• Request:
Please return every line of the material below that contains the string "cloud". Case counts.

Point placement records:
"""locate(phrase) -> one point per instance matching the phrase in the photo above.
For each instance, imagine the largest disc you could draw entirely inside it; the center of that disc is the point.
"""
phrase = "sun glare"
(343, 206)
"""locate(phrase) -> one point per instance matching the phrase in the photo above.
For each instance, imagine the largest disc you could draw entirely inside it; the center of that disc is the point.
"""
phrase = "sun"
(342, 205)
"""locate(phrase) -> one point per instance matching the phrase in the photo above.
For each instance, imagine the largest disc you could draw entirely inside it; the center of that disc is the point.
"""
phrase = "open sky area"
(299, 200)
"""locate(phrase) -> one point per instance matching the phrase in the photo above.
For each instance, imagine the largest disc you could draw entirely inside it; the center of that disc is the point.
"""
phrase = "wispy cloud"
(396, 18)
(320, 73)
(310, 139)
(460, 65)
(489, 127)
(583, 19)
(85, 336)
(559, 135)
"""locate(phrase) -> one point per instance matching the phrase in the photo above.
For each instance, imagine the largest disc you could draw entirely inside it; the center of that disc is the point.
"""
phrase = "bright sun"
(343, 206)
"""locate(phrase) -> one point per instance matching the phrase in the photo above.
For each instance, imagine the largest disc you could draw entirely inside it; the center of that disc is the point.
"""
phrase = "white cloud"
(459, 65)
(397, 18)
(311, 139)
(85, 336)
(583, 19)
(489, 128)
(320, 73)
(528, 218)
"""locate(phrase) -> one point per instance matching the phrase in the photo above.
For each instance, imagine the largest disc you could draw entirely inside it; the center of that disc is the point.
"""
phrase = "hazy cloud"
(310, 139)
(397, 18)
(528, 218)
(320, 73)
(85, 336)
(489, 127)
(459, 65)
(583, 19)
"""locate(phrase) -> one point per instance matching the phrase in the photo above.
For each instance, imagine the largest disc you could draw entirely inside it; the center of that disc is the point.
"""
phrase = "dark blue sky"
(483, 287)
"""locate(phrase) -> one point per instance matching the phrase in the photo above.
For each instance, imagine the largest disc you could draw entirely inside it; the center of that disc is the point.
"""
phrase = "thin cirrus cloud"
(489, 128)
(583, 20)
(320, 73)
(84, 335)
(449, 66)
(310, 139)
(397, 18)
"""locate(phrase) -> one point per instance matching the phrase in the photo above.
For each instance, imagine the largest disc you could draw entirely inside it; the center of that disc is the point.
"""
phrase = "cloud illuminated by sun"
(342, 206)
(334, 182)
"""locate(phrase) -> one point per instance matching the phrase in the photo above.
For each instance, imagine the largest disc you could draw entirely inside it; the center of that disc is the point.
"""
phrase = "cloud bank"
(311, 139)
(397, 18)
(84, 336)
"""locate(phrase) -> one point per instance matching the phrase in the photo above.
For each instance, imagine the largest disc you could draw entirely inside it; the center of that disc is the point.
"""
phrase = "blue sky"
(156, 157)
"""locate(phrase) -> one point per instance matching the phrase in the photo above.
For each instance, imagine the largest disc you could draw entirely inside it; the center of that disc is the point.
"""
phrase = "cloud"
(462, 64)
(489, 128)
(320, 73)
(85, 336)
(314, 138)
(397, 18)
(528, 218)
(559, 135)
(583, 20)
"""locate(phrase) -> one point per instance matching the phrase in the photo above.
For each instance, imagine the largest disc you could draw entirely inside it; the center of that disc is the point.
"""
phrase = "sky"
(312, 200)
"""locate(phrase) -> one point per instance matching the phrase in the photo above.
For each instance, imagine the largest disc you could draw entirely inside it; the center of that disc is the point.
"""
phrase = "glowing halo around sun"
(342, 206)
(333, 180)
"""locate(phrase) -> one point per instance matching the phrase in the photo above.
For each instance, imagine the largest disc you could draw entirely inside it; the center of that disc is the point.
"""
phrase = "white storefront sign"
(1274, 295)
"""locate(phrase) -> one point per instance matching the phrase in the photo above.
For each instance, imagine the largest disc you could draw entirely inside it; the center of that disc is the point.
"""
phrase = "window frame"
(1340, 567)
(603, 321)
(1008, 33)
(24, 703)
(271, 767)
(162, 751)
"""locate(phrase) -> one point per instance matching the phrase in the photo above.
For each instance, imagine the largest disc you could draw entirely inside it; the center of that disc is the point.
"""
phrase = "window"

• Response to the task:
phrase = "wispy cloud"
phrase = "white cloud"
phrase = "hazy cloud"
phrase = "thin cirrus cloud"
phrase = "cloud illuminated by sun"
phrase = "cloud bank"
phrase = "cloud"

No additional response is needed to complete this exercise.